Task details:
Omit all images. Transcribe the rest of the material below exactly.

Dataset entries:
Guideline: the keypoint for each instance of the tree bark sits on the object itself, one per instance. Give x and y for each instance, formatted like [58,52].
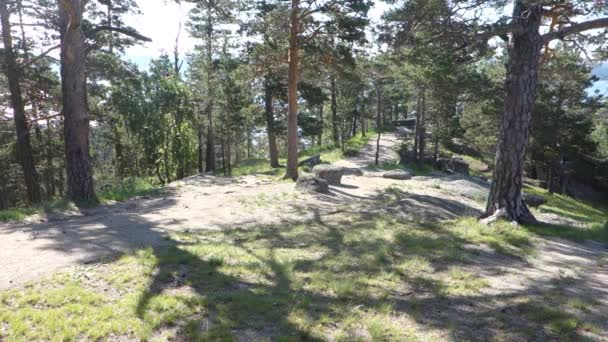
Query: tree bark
[422,128]
[73,84]
[320,136]
[334,111]
[24,146]
[272,139]
[293,75]
[200,150]
[522,76]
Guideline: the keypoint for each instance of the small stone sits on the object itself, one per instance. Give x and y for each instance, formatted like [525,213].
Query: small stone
[397,174]
[331,174]
[312,184]
[534,200]
[353,171]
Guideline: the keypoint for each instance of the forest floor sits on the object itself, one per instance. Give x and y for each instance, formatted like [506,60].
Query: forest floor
[249,258]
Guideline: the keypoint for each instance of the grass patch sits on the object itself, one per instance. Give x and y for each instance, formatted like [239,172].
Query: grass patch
[594,219]
[415,168]
[329,153]
[127,189]
[48,207]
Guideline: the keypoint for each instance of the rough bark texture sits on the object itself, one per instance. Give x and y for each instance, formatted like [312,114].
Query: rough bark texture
[522,75]
[421,124]
[292,91]
[24,146]
[73,82]
[334,111]
[210,156]
[272,139]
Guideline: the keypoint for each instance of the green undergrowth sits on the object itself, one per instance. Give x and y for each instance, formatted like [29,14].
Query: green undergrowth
[128,188]
[48,207]
[344,276]
[118,192]
[329,153]
[592,218]
[415,168]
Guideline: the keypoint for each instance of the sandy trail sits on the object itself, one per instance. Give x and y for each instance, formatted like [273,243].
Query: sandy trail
[31,251]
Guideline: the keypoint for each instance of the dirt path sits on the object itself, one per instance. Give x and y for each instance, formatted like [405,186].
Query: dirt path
[30,251]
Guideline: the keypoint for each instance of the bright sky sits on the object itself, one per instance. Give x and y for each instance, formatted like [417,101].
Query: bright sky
[160,20]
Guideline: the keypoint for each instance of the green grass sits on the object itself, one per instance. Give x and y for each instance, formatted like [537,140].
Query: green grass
[128,188]
[329,153]
[296,281]
[122,191]
[594,218]
[415,168]
[48,207]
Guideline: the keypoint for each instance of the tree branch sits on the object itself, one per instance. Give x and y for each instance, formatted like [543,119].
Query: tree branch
[128,32]
[42,55]
[576,28]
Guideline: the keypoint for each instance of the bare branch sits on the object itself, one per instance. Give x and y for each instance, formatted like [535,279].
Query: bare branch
[576,28]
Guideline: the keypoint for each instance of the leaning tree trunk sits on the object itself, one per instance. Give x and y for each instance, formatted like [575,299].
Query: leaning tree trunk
[73,84]
[522,75]
[292,85]
[24,146]
[272,139]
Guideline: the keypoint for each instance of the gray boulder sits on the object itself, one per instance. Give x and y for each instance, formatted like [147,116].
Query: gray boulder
[397,174]
[312,184]
[352,171]
[331,174]
[312,161]
[534,200]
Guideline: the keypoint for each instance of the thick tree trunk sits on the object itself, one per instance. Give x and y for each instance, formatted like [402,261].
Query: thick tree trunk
[73,82]
[292,90]
[24,147]
[272,139]
[522,75]
[334,111]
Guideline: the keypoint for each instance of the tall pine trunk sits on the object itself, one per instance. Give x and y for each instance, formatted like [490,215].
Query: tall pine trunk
[334,111]
[272,139]
[522,75]
[292,92]
[320,136]
[24,146]
[210,165]
[73,83]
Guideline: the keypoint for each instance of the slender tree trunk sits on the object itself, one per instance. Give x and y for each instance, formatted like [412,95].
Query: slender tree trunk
[49,172]
[320,136]
[422,129]
[24,147]
[522,75]
[292,85]
[355,115]
[200,150]
[272,139]
[380,106]
[249,143]
[363,121]
[334,111]
[73,82]
[210,157]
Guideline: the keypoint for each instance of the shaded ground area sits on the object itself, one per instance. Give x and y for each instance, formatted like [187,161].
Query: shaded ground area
[250,259]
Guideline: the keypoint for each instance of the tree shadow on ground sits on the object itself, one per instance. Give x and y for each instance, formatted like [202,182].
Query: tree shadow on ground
[332,276]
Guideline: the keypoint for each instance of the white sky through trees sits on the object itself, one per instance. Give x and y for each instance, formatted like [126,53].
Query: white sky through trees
[160,20]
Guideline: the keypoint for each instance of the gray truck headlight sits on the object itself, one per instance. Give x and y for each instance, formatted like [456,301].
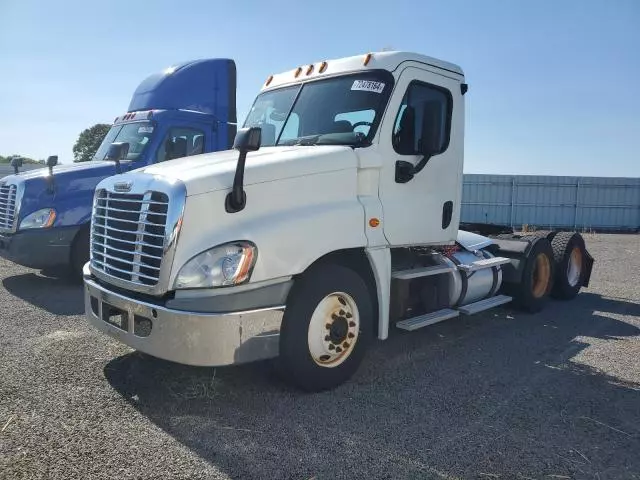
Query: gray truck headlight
[39,219]
[221,266]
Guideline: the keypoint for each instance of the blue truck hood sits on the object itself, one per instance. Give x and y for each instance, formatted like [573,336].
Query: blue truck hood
[72,194]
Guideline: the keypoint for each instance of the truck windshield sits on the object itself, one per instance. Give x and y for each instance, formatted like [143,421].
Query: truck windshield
[343,110]
[137,135]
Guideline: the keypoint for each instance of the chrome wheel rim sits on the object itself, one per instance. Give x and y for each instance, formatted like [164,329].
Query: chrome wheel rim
[333,329]
[574,268]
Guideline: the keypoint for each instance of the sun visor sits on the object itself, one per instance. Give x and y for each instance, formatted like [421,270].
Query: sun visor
[207,86]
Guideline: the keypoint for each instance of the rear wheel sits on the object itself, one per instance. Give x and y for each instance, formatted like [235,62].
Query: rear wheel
[569,255]
[326,328]
[532,293]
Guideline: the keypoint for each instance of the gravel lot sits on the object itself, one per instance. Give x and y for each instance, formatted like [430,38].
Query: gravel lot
[500,395]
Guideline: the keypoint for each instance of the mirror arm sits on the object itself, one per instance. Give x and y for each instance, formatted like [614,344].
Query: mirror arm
[237,198]
[421,164]
[50,182]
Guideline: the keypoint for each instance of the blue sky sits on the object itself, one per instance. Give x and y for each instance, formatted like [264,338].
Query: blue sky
[553,84]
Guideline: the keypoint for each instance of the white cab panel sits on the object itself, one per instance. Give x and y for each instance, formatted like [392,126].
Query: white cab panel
[413,211]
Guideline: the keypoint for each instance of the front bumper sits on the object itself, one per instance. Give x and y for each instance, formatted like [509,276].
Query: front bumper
[187,337]
[39,248]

Task result:
Guideline: the keypoint for each instance of the tree bark sits on the object itself, one per instance. Give x and y for each instance, formatted like [58,52].
Query: tree bark
[422,128]
[73,84]
[320,136]
[334,111]
[24,146]
[272,139]
[293,75]
[200,150]
[522,76]
Guideline: the keypoint for each instance of the small stone sits on the object itself, one per instance. Give x and y for each instance, formatted like [525,213].
Query: small stone
[397,174]
[331,174]
[312,184]
[534,200]
[353,171]
Guideline: the keypoint for each instance of the forest floor sits on the object itself, one per instance. Give x and y for each instance, formatted like [506,60].
Query: forest floor
[249,258]
Guideline: the keypoint for each instance of the grass patch sits on the object itself, one per instance. Give x and y for each instance, formatted like [239,172].
Query: grass patch
[594,219]
[415,168]
[329,153]
[127,189]
[48,207]
Guideline: the keypoint for each instance of the rough bark texture sits on the object itself, one per instance. Give x and y for each instance, formatted like [312,114].
Query: rough bark texture
[522,75]
[421,124]
[292,91]
[24,146]
[73,82]
[334,111]
[210,156]
[272,139]
Guideline: the keypoint for each instance of the green undergrowth sits on the object itself, one per instance. Give x and y for each instance, formatted like [29,14].
Query: green undergrowth
[128,188]
[48,207]
[344,276]
[118,192]
[329,153]
[592,218]
[415,168]
Guideline: the keypoint for each instance of the sandy trail sits on the object itself, one per instance. Give x and y for each instance, formatted like [273,243].
Query: sandy trail
[31,251]
Guideline: the keypoint for each instance of the dirt path sits on the object itself, one per instance. Give x and y for each instance, formatted like [405,186].
Query: dirt path
[30,251]
Guideline: the keypoint for each instance of the bright sky sits on the object itself, one per instance. Give x and y for each instance, formatted like [417,101].
Query: bright sky
[160,20]
Guideline: the keypoint for each instance of the green grass sits on the object itself, one per instance. Give x and y for each instance, formatted like [537,140].
Query: green grass
[128,188]
[329,153]
[296,281]
[122,191]
[594,218]
[415,168]
[48,207]
Guideline: the keypoint for each instance of the tree branch sits on the object itself, one per instance. Give x and y for each instance, formatted like [543,119].
Query: tree branch
[128,32]
[42,55]
[576,28]
Guideline: the keypoint for each instance of the bare branch sits on the object itself, one per instance. Give x and y for each instance, formatted like [535,279].
Query: bare branch
[576,28]
Guideline: the keypoint for each instance of the leaning tree trunk sits on the object itself, one per instance. Give x and y for each instance, formatted like [575,299].
Query: leaning tree trunk
[73,84]
[522,75]
[292,85]
[24,146]
[272,139]
Guideline: the keypoint for each instance of the gray boulder sits on the object itself, one per instance. Give x and y for each instance, formatted like [147,116].
Query: gray boulder
[397,174]
[312,184]
[352,171]
[331,174]
[312,161]
[534,200]
Guideline: the keypoint for each instance of the thick tree trunk sits on the object itself, one per instance. Give x and y for each instance, formatted like [402,261].
Query: thick tree trunk
[73,82]
[292,90]
[24,147]
[272,139]
[522,75]
[334,111]
Guideline: the keypoint for each instance of the tall pine trunk sits on the object itself, one per instance. Give x and y for each instance, formatted like [490,215].
Query: tall pine trunk
[334,111]
[272,139]
[522,75]
[292,92]
[320,136]
[24,146]
[210,165]
[73,83]
Guideline: the keypoint for each instance of the slender tree trunk sits on the object itself, one per instance. Give x and y for each instance, formatted like [412,95].
Query: slender tree trunk
[49,172]
[320,136]
[422,129]
[24,147]
[522,75]
[292,85]
[355,115]
[200,150]
[272,139]
[380,106]
[249,143]
[363,121]
[334,111]
[73,82]
[210,157]
Guideline: the keypoint for each instance of the shaded ground area sits on the object itself, one per instance. Give x and y for each instance, formatted like [187,161].
Query: shaded ground area
[250,259]
Guideline: the keypoint for each instance of the tree shadow on ground sits on the object itself, one per instance. Give x and y for each instance, formatted like [202,182].
Query: tree shadow on ground
[332,276]
Guideline: the keypoint for each instance of the white sky through trees sits on the object itself, one per instance. Give x and y for each instance, formatted like [126,53].
Query: white sky through trees
[160,20]
Guideline: the keypoint for each instance of the gray truck headlight sits on the object itself, one per instance. Give x and y for each instance, formatted like [456,301].
Query: gray truck headlight
[39,219]
[221,266]
Guideline: the keypoint for each instance of the blue truck hood sits on the object itself, one per instance. Give x and y for each instance, formatted like [573,336].
Query: blue truck hood
[72,194]
Guideline: the keypoint for each instance of the truck windshield sits on the object itself, one per instance. Give x and y for each instance, formatted like [143,421].
Query: truck windshield
[343,110]
[137,135]
Guideline: the keypoint for each instance of the chrome wheel rim sits on the object itself, one per instance. Give x and y for each instance, formatted like [164,329].
Query: chrome wheel rim
[333,329]
[574,268]
Guideline: the keypoint for each instance of the sun visor sits on the object itself, one per instance. Give x and y for each instance, formatted like [421,270].
Query: sun visor
[207,86]
Guideline: the keypoint for each instance of the rear wheel sits on the object itself, one per instance. Give x and y for each instance, formatted like [235,62].
Query: rear wheel
[569,255]
[326,328]
[532,293]
Guideline: the keypoint for each instance of the gravel lot sits on the object itself, one per instance. Give x and y for each instance, formatted like [430,38].
Query: gravel lot
[500,395]
Guideline: the keypoint for each instance of the mirror arm sits on the object itself, one per instance. Give x and y for each instance, formatted like [614,344].
Query: mirror arm
[237,198]
[421,164]
[50,182]
Guideline: the keypoint for each instance of the blue sky sits on the object itself, one per instance. Give x and y for each instance, formatted like [264,338].
Query: blue sky
[553,84]
Guideline: the keypoint for each instance of the white cab panel sits on the object itself, one per instance. Give x and y for each instance, formatted like [392,126].
Query: white cab panel
[413,211]
Guideline: the keypoint for each instance of the front bumper sits on the object itself, one per instance. Give x and y for each instance, formatted like [509,276].
Query: front bumper
[187,337]
[39,248]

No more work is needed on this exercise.